[begin Data provided]
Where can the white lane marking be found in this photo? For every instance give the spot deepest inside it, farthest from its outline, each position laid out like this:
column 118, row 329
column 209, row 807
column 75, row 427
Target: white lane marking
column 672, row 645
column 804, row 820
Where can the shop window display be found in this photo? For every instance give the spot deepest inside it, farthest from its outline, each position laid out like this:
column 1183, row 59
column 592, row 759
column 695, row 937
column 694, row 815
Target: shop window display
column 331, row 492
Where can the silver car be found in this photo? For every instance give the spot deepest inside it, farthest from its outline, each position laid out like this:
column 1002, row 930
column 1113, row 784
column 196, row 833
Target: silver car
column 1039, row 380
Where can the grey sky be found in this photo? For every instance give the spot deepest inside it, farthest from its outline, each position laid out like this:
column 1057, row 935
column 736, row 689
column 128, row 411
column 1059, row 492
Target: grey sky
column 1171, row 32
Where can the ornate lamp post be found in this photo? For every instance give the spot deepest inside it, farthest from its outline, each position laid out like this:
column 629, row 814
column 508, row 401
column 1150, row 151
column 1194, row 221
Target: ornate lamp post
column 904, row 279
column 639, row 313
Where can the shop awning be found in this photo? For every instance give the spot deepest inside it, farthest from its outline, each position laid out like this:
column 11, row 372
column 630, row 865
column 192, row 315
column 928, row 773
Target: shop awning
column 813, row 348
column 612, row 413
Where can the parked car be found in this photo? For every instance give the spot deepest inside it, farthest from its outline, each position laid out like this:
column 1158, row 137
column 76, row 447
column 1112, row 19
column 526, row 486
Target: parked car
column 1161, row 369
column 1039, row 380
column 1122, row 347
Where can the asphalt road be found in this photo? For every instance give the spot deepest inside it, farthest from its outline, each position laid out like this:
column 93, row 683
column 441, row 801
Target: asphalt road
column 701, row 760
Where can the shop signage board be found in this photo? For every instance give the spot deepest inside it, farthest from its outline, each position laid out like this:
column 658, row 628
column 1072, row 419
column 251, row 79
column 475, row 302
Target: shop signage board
[end Data provided]
Written task: Copy the lines from the one with "Where can the shop window" through the one with "column 331, row 492", swapping "shop window display" for "store window display" and leaving everything else the same.

Complete response:
Where can the store window display be found in this photo? For every instance give the spot deepest inside it, farthest from its outline, each position laid out like this:
column 1183, row 59
column 592, row 759
column 695, row 937
column 694, row 815
Target: store window display
column 331, row 492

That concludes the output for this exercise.